### LISTED RECORDS
------------------------------

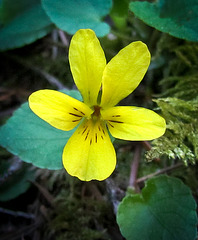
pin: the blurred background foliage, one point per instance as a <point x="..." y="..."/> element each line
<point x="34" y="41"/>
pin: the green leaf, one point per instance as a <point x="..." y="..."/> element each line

------------------------------

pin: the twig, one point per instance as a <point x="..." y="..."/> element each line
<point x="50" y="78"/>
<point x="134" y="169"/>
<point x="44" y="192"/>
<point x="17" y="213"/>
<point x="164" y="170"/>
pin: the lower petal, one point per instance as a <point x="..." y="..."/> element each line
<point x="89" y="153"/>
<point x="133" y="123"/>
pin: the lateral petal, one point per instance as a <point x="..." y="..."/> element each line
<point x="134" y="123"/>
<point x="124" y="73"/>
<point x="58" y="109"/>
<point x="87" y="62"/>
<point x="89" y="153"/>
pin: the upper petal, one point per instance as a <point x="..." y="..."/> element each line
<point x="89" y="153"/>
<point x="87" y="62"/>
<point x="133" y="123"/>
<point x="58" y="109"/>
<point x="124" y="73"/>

------------------------------

### TASK REQUIREMENTS
Look through the entries above and quote exactly the lines from the line with "pin: the blurred" to the line with "pin: the green", counting both of those lines.

### PROBLEM SOLUTION
pin: the blurred background foliage, one point per instance as a <point x="..." y="..."/> element each line
<point x="34" y="41"/>
pin: the green leaf, one point per instance as a <point x="..." y="..."/> element each line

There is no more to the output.